■ Task description
Please rewrite the items starting at the line containing "pin: the distant" and ending at the last item, requests included. Multiply each x and y coordinate in the answers by 0.5, rounding to whole numbers with halves going up.

#####

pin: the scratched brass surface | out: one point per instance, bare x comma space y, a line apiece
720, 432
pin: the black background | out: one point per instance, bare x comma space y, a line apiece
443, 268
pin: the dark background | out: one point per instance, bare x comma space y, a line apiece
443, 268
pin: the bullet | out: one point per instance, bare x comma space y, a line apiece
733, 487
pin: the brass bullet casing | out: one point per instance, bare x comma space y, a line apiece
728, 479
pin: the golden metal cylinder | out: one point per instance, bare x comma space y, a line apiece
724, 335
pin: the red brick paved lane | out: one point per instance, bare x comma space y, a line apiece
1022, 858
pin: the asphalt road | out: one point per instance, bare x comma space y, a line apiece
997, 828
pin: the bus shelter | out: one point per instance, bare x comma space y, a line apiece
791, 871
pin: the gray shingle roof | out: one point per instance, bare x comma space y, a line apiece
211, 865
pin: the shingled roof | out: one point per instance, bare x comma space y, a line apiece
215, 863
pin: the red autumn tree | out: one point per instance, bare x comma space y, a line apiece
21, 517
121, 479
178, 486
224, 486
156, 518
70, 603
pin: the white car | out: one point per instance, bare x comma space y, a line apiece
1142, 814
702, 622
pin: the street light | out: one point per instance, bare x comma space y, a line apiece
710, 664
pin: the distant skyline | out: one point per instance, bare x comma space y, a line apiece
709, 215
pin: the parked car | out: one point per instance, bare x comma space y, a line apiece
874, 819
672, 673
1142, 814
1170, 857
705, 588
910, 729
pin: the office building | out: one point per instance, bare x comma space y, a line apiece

#####

■ Worked solution
pin: the distant skyline | out: one point per instance, bare x comma space y, a line apiece
355, 108
pin: the parked car | out: one point per instance, bare x comma space y, a line apiece
437, 410
336, 337
571, 407
585, 429
353, 294
455, 365
pin: the office building | out: one point per instance, bare x comma space y, a line apiece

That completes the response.